Directions | Copy out all of the lines below exactly; the pictures do not belong in the copy.

Entries supplied |
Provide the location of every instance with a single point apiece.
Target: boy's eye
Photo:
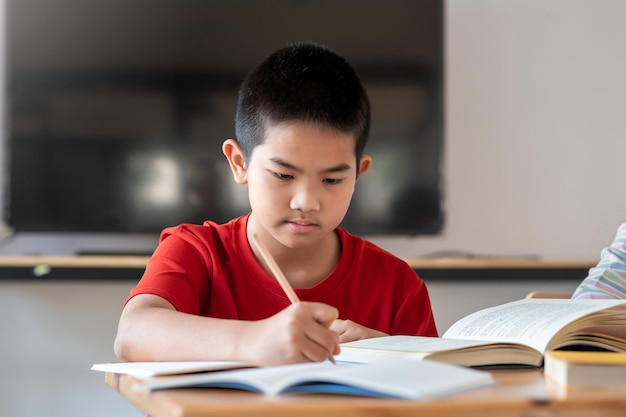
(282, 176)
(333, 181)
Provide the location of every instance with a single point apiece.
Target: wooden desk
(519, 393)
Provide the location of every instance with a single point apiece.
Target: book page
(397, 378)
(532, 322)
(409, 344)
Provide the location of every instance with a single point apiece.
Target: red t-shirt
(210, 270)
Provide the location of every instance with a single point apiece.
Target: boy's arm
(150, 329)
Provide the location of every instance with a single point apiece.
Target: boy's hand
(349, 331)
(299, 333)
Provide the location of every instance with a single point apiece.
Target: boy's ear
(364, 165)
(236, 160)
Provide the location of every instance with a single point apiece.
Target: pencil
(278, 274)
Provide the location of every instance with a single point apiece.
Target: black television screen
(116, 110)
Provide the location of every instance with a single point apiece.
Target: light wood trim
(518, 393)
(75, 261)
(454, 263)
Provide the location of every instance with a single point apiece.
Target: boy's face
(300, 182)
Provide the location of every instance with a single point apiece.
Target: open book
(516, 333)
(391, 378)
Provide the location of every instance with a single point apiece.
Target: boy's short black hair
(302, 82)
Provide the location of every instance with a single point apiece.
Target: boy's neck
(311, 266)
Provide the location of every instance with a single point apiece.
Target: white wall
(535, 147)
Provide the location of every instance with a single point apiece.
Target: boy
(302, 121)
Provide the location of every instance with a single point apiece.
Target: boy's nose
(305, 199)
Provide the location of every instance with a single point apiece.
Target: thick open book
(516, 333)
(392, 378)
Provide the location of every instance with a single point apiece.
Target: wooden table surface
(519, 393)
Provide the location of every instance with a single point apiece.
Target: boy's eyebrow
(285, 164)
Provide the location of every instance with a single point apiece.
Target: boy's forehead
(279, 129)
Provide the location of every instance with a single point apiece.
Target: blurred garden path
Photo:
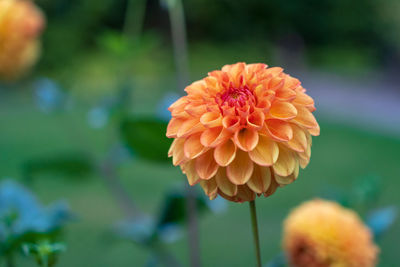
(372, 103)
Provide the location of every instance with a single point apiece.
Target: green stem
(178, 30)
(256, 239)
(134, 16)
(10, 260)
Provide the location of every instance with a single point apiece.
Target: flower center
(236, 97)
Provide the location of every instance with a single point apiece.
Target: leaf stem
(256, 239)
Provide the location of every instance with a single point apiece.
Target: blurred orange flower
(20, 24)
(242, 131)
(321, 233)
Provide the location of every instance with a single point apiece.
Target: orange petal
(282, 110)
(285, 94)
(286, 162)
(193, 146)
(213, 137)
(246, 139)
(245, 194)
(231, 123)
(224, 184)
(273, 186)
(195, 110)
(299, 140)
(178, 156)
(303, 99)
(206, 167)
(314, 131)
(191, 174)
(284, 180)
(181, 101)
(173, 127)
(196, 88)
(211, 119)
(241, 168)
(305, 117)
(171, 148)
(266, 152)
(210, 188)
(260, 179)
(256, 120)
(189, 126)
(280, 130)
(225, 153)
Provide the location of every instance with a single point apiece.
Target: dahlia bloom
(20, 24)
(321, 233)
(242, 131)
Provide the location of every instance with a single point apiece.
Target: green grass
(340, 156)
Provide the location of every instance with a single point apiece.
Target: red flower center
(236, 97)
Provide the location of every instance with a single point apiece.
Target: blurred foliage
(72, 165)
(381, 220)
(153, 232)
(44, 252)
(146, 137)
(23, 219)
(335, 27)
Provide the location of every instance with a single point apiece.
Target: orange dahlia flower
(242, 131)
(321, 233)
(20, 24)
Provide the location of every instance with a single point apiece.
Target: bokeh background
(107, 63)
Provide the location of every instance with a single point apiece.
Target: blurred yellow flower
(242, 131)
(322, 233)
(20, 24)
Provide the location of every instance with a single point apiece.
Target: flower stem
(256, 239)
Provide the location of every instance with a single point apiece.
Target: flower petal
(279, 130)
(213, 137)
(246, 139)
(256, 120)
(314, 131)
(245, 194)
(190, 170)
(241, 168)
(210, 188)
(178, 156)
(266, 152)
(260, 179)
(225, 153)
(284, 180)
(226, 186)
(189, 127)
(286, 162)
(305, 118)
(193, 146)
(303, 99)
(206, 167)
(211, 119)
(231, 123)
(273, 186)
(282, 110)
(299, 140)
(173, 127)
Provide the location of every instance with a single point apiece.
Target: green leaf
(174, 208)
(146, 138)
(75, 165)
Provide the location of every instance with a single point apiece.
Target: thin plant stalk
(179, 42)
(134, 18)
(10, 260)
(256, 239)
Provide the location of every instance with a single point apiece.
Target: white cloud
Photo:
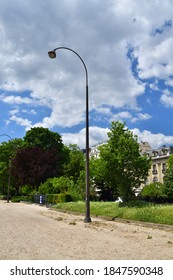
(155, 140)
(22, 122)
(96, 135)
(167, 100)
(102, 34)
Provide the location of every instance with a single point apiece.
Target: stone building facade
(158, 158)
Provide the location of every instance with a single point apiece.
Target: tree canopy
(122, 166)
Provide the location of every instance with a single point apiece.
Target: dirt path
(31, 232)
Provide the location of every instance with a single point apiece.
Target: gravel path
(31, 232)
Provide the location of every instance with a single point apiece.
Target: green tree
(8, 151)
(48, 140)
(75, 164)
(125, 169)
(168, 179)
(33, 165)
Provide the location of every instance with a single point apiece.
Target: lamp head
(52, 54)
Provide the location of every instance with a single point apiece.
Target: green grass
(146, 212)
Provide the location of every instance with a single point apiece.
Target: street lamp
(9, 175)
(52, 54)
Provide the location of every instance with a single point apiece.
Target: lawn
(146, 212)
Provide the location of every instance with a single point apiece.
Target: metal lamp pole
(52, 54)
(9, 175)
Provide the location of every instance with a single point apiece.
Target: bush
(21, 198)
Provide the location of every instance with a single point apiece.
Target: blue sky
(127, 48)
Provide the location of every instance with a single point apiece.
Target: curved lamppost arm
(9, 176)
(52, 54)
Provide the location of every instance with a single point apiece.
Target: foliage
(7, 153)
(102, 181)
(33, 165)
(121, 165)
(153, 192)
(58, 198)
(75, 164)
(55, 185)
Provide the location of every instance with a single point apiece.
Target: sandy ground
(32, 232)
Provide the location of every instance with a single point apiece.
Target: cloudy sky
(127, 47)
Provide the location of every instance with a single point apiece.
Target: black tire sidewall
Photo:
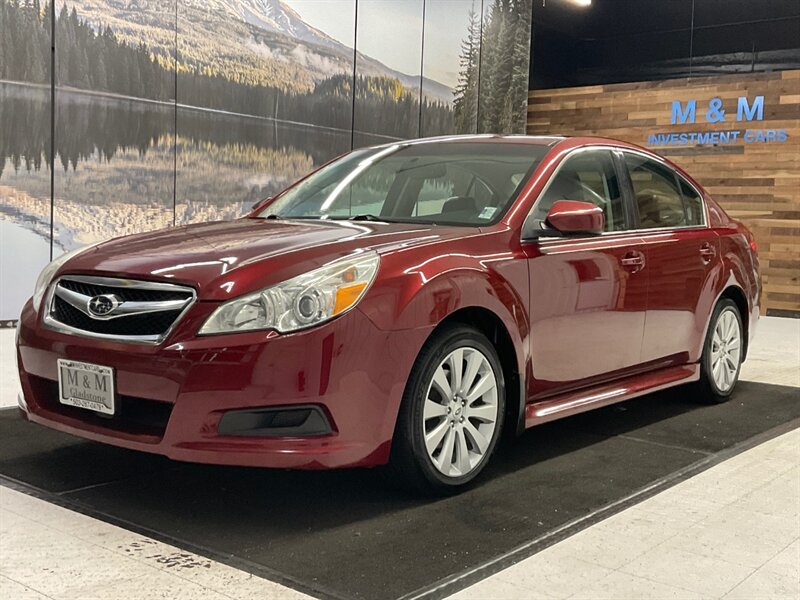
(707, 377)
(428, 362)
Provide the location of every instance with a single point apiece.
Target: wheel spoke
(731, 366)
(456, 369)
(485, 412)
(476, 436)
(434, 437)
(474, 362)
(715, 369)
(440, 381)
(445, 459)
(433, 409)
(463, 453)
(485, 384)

Answer to this exercise |
Provide the location of every instance with a single point apiece.
Target: boy's eye
Photo:
(282, 176)
(333, 181)
Provide the location of every instance with a single point apiece.
Target: wooden desk
(519, 393)
Provide the location of every instance with a single point apiece.
Target: book page
(397, 378)
(532, 322)
(409, 344)
Provide the location of every instance with a single point apiece.
Target: red t-shirt
(210, 270)
Provide the location of every instance with a single point apiece.
Target: boy's arm
(150, 329)
Provide the location of every instance with a single point apiece.
Target: boy's hand
(349, 331)
(299, 333)
Provide the location of every instance with a single point apiece.
Target: boy's ear
(364, 165)
(236, 160)
Provide the location of every instance with a single point apiece.
Target: pencil
(278, 274)
Provide the location of every instance with a single point apiece.
Target: black television screen
(116, 110)
Provide the location of every instance with a single point apiece.
Target: light wood trim
(518, 393)
(75, 261)
(454, 263)
Provide the location of every instance with a single point apiece.
Target: boy's face
(300, 182)
Provide the location of every instance with a single point apiece.
Target: open book
(516, 333)
(391, 378)
Provide the location of every instance with a single point apiece.
Target: boy's short black hair
(302, 82)
Provide the location of every instance with a single point apiece.
Target: boy's neck
(311, 266)
Provide the location of every instance with a single point apiece.
Target: white wall
(535, 147)
Provide the location of every instance with a single point apiece.
Target: boy
(302, 121)
Provide the location of every instance with a single point apiece.
Target: boy's nose
(305, 199)
Provide the location of every instance with a single point apiece.
Target: thick open book
(516, 333)
(392, 378)
Provide the location of every instance with a single point apiece.
Target: wooden table surface
(519, 393)
Provide the location of every instance with a single point apiece.
Target: boy's eyebrow
(285, 164)
Provide the location of every instance with a single point apiece.
Target: boy's forehead
(279, 129)
Provide the location of every instance with a single point apiece.
Target: blurred garden path
Photo:
(372, 103)
Provide the location of every instance with a single point apiece.
Target: green stem
(178, 30)
(256, 239)
(134, 16)
(10, 260)
Provide the location of every instance with a single point apiece.
Target: flower center
(236, 97)
Provide the location of every instance with a single point apiece.
Target: leaf stem
(256, 239)
Provide the location of every instance with a single point apiece.
Target: blurred orange flower
(20, 24)
(242, 131)
(321, 233)
Provide the location of every instance with a single point apiece.
Target: orange petal
(282, 110)
(285, 94)
(286, 162)
(193, 146)
(213, 137)
(246, 139)
(245, 194)
(231, 123)
(224, 184)
(273, 186)
(195, 110)
(299, 140)
(178, 156)
(303, 99)
(206, 167)
(314, 131)
(191, 174)
(284, 180)
(181, 101)
(173, 127)
(196, 88)
(211, 119)
(241, 168)
(305, 117)
(171, 148)
(266, 152)
(210, 188)
(260, 179)
(256, 120)
(189, 126)
(280, 130)
(225, 153)
Provide the location of every instance with a single point apiece.
Target: dahlia bloom
(20, 24)
(321, 233)
(242, 131)
Provide the location of every instance with a single point apiece.
Target: green grass
(340, 156)
Provide the location of every instance with a single point apiece.
Target: red flower center
(236, 97)
Provide the location of every instance with a single point apiece.
Target: blurred foliage
(72, 165)
(381, 220)
(153, 232)
(44, 252)
(146, 137)
(23, 219)
(335, 27)
Provide the location of every instance with a single point apiece.
Target: orange dahlia flower
(242, 131)
(321, 233)
(20, 24)
Provide the location of every instance with a single point apiece.
Target: bokeh background
(107, 63)
Provide the location of every instance with a single point apiece.
Target: blurred yellow flower
(242, 131)
(322, 233)
(20, 24)
Provide the location of every instance with a single point apiece.
Target: flower stem
(256, 239)
Provide the location of every instance with a single point apiece.
Target: flower petal
(279, 130)
(213, 137)
(246, 139)
(256, 120)
(314, 131)
(245, 194)
(190, 170)
(241, 168)
(210, 188)
(178, 156)
(266, 152)
(260, 179)
(225, 153)
(284, 180)
(226, 186)
(189, 127)
(286, 162)
(305, 118)
(193, 146)
(303, 99)
(206, 167)
(211, 119)
(231, 123)
(273, 186)
(282, 110)
(299, 140)
(173, 127)
Provide the location of every instance with a single point apiece.
Target: green leaf
(174, 208)
(146, 138)
(75, 165)
Provide the location of every instance with a single point apiece.
Target: thin plant stalk
(179, 42)
(134, 18)
(10, 260)
(256, 239)
Provide the location of every instance with a single point apiece.
Target: white cloud
Photo:
(155, 140)
(22, 122)
(96, 135)
(167, 100)
(102, 34)
Provide the location of every instance with a single point apiece.
Target: stone building facade
(158, 158)
Provide the location of every instance with a single point apiece.
Target: tree canopy
(122, 166)
Provide the location of every instance with a single point apiece.
Target: dirt path
(31, 232)
Provide the location of every instance with a single point apiece.
Target: gravel path
(31, 232)
Provide the location of every instance with a single point apiece.
Target: green tree
(8, 151)
(48, 140)
(75, 164)
(125, 169)
(168, 179)
(33, 165)
Provide the location of every instance with a single point apiece.
Target: lamp head
(52, 54)
Provide the location of every instance with a single point apiece.
Target: green grass
(146, 212)
Provide the location of every instance with a single point apiece.
Target: street lamp
(9, 175)
(52, 54)
Provide the location of every instance with a single point apiece.
Target: lawn
(146, 212)
Provide the location of every instance with a single point apiece.
Target: metal lamp pole
(52, 54)
(9, 175)
Provide the location of every instance with a single point apiece.
Target: bush
(21, 198)
Provide the location of every instance with a single point apiece.
Target: blue sky
(127, 48)
Provide the location of every instance with a single point apiece.
Target: curved lamppost arm
(9, 176)
(52, 54)
Provide the location of every instance with a single point apiece.
Target: foliage
(7, 153)
(102, 181)
(33, 165)
(121, 165)
(153, 192)
(58, 198)
(75, 164)
(55, 185)
Provide the location of every instance with a single point apiece.
Target: sandy ground
(32, 232)
Provide the location of every instance with a single point apiece.
Target: cloudy sky
(127, 47)
Provide the location of every instance with a single point apiece.
Target: black tire sidewall
Photo:
(707, 377)
(428, 362)
Provide the location of every instance with a single point apiece.
Target: wheel spoke
(731, 366)
(456, 369)
(485, 412)
(476, 436)
(434, 437)
(474, 362)
(715, 369)
(440, 381)
(445, 459)
(433, 409)
(463, 453)
(485, 384)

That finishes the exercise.